***** Exercise materials
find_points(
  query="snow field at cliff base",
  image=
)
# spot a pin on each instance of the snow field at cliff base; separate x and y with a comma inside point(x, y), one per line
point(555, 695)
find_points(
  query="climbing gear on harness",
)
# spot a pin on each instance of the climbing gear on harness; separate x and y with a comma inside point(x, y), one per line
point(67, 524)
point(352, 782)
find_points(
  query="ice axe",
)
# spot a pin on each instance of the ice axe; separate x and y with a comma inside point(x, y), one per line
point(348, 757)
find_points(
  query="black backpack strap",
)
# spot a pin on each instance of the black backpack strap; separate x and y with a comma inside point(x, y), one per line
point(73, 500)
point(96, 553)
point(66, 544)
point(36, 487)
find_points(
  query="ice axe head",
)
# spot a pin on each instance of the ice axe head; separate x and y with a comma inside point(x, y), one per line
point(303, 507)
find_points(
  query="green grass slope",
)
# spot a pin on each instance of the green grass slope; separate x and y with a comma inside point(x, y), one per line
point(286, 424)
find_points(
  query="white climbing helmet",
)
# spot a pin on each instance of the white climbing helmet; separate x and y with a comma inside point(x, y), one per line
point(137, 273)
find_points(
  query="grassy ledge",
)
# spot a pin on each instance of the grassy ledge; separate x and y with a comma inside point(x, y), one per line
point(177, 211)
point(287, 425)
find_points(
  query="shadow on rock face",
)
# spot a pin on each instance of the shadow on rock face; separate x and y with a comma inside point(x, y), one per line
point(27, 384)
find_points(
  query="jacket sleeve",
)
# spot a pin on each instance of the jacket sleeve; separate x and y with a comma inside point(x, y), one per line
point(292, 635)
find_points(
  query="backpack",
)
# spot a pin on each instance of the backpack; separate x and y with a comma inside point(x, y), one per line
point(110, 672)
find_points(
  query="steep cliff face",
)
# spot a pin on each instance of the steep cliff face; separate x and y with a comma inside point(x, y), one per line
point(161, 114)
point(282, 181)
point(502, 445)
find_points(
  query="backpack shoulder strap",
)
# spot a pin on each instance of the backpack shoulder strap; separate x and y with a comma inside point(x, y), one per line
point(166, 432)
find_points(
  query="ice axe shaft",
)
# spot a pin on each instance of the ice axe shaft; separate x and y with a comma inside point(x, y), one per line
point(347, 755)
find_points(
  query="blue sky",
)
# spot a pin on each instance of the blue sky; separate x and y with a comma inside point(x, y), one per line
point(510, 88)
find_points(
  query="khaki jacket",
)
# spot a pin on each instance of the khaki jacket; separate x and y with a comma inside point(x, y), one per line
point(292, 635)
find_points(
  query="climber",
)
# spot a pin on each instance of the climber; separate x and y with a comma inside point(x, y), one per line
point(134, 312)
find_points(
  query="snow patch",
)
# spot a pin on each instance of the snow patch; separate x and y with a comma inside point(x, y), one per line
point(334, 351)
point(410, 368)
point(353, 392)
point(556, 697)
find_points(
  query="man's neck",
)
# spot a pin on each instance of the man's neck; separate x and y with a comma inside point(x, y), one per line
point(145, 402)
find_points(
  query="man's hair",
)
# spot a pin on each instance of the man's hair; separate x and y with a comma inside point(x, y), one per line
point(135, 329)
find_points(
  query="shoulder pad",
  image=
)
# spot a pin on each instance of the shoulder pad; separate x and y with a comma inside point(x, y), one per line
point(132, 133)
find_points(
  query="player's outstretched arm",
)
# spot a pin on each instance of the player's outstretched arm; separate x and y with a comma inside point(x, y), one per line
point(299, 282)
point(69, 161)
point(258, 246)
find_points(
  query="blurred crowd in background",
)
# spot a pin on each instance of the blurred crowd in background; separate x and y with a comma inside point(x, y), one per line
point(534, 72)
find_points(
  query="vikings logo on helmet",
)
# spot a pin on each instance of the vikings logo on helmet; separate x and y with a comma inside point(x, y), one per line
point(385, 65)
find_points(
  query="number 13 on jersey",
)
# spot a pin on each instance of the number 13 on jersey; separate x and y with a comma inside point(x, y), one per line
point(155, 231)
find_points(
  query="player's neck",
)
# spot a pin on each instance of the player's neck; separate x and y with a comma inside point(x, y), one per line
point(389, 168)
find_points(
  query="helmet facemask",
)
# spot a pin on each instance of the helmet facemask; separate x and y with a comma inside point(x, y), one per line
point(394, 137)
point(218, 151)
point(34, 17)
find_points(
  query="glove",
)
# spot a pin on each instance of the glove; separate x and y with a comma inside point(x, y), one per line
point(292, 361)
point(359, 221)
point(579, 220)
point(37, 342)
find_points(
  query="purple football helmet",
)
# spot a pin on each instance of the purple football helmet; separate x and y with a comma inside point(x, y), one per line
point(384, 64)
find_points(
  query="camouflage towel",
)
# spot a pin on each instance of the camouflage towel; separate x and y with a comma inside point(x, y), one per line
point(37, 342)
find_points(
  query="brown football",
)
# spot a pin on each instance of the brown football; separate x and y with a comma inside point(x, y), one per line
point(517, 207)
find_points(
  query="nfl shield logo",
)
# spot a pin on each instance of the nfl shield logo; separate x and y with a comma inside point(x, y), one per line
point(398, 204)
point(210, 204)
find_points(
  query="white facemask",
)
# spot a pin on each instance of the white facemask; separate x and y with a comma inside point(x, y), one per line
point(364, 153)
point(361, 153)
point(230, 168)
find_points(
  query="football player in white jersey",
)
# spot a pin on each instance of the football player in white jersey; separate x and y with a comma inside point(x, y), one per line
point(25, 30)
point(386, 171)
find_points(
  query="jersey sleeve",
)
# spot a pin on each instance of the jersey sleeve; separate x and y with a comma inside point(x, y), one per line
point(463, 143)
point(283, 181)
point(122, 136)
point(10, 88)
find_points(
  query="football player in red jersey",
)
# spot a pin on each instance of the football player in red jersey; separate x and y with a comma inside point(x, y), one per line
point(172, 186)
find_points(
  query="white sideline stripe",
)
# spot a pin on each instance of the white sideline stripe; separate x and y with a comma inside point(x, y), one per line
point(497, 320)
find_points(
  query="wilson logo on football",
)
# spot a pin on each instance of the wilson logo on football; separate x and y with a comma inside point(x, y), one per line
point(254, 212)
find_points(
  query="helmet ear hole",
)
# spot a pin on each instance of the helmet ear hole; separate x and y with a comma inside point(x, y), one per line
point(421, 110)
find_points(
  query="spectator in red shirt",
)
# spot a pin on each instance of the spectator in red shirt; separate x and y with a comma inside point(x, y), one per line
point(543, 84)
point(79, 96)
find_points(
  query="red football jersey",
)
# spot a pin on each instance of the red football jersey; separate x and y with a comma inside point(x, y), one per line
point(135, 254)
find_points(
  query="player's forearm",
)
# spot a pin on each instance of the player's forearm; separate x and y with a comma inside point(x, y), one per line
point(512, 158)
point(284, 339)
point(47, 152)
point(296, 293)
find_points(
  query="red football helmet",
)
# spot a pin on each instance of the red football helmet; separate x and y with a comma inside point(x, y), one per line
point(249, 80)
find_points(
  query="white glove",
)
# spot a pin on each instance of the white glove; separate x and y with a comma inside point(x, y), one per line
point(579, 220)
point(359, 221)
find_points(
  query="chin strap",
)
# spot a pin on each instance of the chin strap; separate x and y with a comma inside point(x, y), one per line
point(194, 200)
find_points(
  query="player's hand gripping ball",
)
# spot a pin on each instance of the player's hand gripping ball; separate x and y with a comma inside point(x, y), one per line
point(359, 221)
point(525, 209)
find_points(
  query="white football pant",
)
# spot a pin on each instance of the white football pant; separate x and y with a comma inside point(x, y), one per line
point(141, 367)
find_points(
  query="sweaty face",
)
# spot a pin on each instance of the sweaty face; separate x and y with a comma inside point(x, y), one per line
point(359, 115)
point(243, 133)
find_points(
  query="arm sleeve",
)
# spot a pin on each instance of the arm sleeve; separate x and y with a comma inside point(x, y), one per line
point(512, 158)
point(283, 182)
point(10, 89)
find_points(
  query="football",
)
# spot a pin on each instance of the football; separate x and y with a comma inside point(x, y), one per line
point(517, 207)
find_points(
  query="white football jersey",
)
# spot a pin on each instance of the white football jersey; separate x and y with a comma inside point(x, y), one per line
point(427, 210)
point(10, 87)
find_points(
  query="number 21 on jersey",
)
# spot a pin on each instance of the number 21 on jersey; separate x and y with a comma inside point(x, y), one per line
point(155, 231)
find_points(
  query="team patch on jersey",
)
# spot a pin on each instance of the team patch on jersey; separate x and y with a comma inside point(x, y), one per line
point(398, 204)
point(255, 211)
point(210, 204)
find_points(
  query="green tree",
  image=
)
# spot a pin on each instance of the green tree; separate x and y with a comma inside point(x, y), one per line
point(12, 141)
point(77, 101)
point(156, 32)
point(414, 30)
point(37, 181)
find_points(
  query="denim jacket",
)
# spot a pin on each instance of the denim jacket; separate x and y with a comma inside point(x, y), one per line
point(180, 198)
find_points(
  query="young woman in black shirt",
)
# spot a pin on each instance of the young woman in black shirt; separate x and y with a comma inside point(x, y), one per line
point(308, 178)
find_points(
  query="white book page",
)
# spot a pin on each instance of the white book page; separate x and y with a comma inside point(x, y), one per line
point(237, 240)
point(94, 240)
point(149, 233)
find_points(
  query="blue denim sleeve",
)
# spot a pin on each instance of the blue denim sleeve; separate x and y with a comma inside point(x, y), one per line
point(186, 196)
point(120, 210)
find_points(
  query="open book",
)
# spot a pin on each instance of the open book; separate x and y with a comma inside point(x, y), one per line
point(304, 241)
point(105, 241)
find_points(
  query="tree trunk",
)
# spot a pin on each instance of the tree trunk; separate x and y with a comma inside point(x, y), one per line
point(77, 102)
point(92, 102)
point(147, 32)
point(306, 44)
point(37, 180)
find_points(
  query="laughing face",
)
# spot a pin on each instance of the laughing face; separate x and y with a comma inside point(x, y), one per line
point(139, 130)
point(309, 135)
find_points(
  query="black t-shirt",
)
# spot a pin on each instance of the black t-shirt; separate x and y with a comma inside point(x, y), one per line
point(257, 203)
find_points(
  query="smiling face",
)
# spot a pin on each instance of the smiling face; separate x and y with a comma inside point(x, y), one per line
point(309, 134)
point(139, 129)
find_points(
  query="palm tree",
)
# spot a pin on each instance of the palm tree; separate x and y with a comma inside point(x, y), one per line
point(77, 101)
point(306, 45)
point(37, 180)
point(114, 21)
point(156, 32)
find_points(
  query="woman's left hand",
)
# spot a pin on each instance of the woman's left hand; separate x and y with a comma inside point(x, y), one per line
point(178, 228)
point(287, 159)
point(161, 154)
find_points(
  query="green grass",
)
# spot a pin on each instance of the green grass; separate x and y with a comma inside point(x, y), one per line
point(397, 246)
**********
● **What you have to do**
Give every line from the start of the records through the line that contains "point(352, 782)" as a JSON list of strings, one string per line, leaving out blank lines.

● **Solution to this task**
[
  "find_points(",
  "  query=\"snow field at cliff base\",",
  "  image=",
  ")",
  "# spot a pin on each instance of the snow field at cliff base; separate x and y with a comma inside point(x, y), one per line",
  "point(555, 695)",
  "find_points(",
  "  query=\"climbing gear on harness\",",
  ")",
  "# spot a pin on each instance of the climbing gear on harness; separate x and y with a comma inside point(x, y), one per line",
  "point(67, 524)",
  "point(352, 782)"
]